→ TASK GOAL
Provide only the number of lines below that hold "with".

____ RECORDS SUPPLIED

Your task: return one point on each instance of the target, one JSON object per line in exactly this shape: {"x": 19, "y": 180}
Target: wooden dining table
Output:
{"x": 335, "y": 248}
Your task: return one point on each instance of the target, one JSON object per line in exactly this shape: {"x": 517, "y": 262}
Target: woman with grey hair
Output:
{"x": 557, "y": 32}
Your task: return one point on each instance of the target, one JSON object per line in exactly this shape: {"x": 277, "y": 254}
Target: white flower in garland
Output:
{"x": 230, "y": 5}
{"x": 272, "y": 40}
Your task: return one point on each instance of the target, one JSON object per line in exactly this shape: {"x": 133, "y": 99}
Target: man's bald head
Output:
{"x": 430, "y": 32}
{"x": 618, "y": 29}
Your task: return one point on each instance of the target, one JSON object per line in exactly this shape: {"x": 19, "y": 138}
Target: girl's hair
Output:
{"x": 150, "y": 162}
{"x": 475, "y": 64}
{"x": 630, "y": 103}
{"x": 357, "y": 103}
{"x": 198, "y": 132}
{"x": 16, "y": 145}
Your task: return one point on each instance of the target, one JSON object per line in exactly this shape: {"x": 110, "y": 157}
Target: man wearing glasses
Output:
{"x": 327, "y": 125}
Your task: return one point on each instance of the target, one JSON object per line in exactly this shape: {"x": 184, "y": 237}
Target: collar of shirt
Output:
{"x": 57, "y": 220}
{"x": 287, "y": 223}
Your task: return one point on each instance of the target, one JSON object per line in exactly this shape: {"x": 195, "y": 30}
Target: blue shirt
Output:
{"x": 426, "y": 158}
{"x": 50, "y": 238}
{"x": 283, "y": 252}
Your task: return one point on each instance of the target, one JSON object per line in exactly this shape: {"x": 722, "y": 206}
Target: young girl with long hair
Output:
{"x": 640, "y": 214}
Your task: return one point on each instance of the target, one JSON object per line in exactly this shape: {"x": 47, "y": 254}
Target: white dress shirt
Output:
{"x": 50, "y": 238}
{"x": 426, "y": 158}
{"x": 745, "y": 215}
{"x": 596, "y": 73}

________

→ COMPLETED EXERCISE
2